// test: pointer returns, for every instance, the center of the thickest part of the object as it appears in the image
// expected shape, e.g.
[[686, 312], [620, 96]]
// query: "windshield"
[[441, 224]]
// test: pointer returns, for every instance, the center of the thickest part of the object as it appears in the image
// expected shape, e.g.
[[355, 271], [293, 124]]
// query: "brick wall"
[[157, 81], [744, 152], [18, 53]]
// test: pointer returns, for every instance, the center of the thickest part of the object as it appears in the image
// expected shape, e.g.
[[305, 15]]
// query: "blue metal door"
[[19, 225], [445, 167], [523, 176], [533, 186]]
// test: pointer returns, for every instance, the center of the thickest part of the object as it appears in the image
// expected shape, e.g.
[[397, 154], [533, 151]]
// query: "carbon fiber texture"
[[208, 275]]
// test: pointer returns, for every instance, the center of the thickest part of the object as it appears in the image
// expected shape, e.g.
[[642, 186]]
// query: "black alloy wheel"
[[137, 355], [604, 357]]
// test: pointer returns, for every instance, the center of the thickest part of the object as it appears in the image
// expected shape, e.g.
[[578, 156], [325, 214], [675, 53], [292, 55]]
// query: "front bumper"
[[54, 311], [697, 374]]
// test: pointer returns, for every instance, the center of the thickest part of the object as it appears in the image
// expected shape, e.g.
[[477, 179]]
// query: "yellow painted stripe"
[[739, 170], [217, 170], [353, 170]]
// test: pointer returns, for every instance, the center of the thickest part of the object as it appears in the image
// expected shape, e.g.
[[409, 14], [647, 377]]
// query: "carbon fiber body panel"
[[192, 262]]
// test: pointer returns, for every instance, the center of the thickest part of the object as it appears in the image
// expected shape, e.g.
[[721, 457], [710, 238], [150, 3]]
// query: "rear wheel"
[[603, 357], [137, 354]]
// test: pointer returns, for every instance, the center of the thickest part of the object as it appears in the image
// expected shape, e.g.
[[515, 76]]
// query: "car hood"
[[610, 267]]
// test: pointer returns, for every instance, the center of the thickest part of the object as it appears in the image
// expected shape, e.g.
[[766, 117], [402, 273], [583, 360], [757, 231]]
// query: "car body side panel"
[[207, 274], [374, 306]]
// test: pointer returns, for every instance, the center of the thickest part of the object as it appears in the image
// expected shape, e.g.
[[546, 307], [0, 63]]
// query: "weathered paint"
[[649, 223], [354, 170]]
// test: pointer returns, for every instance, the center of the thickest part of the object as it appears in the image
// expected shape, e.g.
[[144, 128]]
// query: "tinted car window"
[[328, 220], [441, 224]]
--*--
## Problem to work on
Please make an exact copy of each record.

## Written answer
// test: pointer returns, for every instance, the center of the thickest part of the object as it appears in the image
// expected shape, e.g.
[[686, 312], [620, 96]]
// query: "windshield"
[[441, 224]]
// test: pointer returns, for every instance, the center of the thickest part of the object as it appears in the image
// expected shape, e.g.
[[355, 271], [293, 124]]
// query: "brick wall"
[[157, 81], [744, 152], [18, 53]]
// test: pointer returns, for every instance, the center of the thickest part of the object as it appears in the image
// expected shape, e.g.
[[305, 15]]
// query: "blue metal door"
[[19, 225], [445, 167], [523, 176], [533, 186]]
// test: pointer returns, for every instance, the center of the thickest part of the object as it appears in the image
// expected shape, e.g.
[[397, 154], [533, 151]]
// query: "carbon fiber texture"
[[208, 275]]
// test: pointer returns, for every instance, the center of the thickest part of the object as it appears in the image
// expected shape, e.g.
[[642, 186]]
// query: "black alloy wheel"
[[137, 355], [604, 357]]
// test: pointer returns, for every instance, the center of the thickest part of the object as it appears in the image
// expected shape, e.g.
[[578, 156], [325, 214], [675, 53], [292, 55]]
// query: "front bumper"
[[54, 311], [697, 374]]
// test: pointer returns, for every instance, the center of the thickest part of the object as it appears in the image
// expected shape, e.g.
[[477, 179]]
// query: "yellow painted stripe"
[[739, 170], [217, 170], [353, 170]]
// test: pointer returns, for every instance, the center of the thickest part of the object as it appears in the image
// expected shape, e.g.
[[409, 14], [647, 377]]
// query: "carbon fiber body panel"
[[192, 262]]
// test: pointer returns, for every instance, the center of the thickest part of the object as it appears in the image
// expected shape, e.g.
[[721, 457], [710, 238], [150, 3]]
// query: "rear wheel"
[[603, 357], [137, 354]]
// test: pointer returns, for every instance, the center of the thickest part of the object as it appears in the image
// expected shape, e.g.
[[515, 76]]
// query: "car hood"
[[610, 267]]
// test: pointer returns, for every instance, the center of the thickest part of the object as it appears in the image
// expected shape, e.g.
[[766, 117], [402, 273], [583, 360], [757, 231]]
// query: "car body side panel"
[[207, 274], [374, 306]]
// test: pointer returns, for every instance, the center of the thickest part of the object as it appears in the image
// expected shape, e.g.
[[546, 307], [0, 63]]
// query: "weathered paint"
[[649, 223], [354, 170]]
// test: pointer returns, for every instance, the center of the thickest part of the object as it appears in the image
// expected shape, e.g.
[[144, 128]]
// query: "tinted car window"
[[328, 220], [441, 224]]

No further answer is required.